Thus far, those lawsuits have run up against unions’ good-faith defense. Courts have said unions weren’t at fault by relying on both the Supreme Court’s 1977 ruling in Abood v. Detroit Board of Education, which permitted mandatory agency fees until the high court overturned that ruling in Janus, as well as relevant state laws authorizing those fees.
The initial set of rulings turning aside the fee-refund claims didn’t surprise Maxford Nelsen, labor policy director at the Freedom Foundation, which filed some of those lawsuits.
“These cases are playing out primarily in district courts in states that tend to be sympathetic to unions,” Nelsen said. “They’re the states that allowed mandatory agency fees. They’re used to the Abood framework.”
Despite their early wins, unions “should not be too confident, especially about the chances in the Supreme Court—if it agrees to hear the cases,” said William Baude, a law professor at the University of Chicago.
There also were lawsuits in the works before Janus that challenged unions’ power to act as exclusive bargaining agent for Medicaid-subsidized care providers. Janus further fueled those claims that nonunion workers shouldn’t have to accept a union speaking for them. It also sparked lawsuits aiming to undo exclusive representation in the public sector.
Rolling back exclusive representation would put labor-management relations in new territory, potentially undermining employers’ duty to bargain with unions even as it could spark negotiations with multiple unions or individual workers.
Thus far, courts have turned aside cases making those arguments, invoking the high court’s Supreme Court’s 1984 ruling in Minnesota State Board for Community Colleges v. Knight, which allows states to designate unions to serve as workers’ exclusive bargaining representatives.
The Supreme Court rejected two petitions this spring asking the court to reconsider its Knight ruling. But the court has a third petition that tees up the issue in a case involving care providers. The justices considered that petition in its private conference last week, but they haven’t announced what it will do with the case.
“Until they act on that petition, we won’t know whether there are the votes on the court to go further than what it did in Janus,” said Catherine Fisk, law professor at the University of California-Berkeley.

### Recorded data
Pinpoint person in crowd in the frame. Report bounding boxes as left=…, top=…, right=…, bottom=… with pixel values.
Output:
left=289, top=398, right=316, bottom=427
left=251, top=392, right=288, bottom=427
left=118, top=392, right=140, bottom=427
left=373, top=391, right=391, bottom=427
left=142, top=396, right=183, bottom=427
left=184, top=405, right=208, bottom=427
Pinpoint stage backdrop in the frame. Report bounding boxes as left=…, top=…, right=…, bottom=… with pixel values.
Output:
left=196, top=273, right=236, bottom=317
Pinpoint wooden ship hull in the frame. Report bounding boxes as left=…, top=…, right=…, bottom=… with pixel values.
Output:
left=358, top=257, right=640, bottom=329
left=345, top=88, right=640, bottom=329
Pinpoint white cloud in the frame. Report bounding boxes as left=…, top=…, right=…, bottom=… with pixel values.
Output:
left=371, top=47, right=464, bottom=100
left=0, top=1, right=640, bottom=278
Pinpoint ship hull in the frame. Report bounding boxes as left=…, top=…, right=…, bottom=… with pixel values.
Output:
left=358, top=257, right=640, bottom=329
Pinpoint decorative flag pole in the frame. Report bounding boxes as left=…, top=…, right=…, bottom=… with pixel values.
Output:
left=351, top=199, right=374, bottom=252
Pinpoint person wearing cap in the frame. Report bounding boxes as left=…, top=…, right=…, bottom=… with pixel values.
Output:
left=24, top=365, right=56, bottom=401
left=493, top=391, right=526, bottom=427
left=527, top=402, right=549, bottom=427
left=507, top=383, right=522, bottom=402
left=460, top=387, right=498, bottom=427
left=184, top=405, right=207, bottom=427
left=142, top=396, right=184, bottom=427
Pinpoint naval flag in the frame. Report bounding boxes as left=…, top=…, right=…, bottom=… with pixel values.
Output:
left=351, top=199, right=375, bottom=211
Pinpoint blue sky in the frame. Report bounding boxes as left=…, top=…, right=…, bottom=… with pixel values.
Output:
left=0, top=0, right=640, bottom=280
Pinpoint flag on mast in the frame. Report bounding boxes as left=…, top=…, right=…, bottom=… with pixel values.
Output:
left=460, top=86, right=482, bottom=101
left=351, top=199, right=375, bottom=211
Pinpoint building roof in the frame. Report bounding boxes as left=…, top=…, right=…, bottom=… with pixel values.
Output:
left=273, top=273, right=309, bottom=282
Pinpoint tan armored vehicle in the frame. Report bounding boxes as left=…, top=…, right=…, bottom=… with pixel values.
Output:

### Tasks to perform
a: Retype the passage from the article on union lawsuits after Janus, between "Rolling back exclusive" and "or individual workers.", inclusive.
b: Write what comes next in the article on union lawsuits after Janus, starting after its last sentence.

### Per-task outputs
a:
Rolling back exclusive representation would put labor-management relations in new territory, potentially undermining employers’ duty to bargain with unions even as it could spark negotiations with multiple unions or individual workers.

b:
The high court could find itself with a “line-drawing problem” if it does go further, Fisk said. Striking down exclusive representation for care workers may open the door to eliminating it for public and private sector workers in later cases, she said.
Dues Payments, Right to Work
Lawsuits challenging restrictions on when former union members can stop paying dues make up a third major tranche of lawsuits that followed the Janus decision.
These cases claim the First Amendment prohibits restrictions unions have put on when former members can withdraw their authorization to pay dues, which often come in the form of particular time windows for such revocations.
Courts have rejected those claims so far, saying those workers signed contracts that included the terms for ceasing dues payments and Janus doesn’t let them out of those contractual obligations.
One case in which Janus played a role in a union defeat, however, was the Kentucky Supreme Court’s ruling upholding that state’s so-called right-to-work law, which prohibits from charging nonmembers mandatory agency fees.
Among the arguments that a coalition of unions made to challenge the law was that it forced them to provide services—such as handling grievances, and negotiating and administering contracts—without compensation, making it an unconstitutional taking.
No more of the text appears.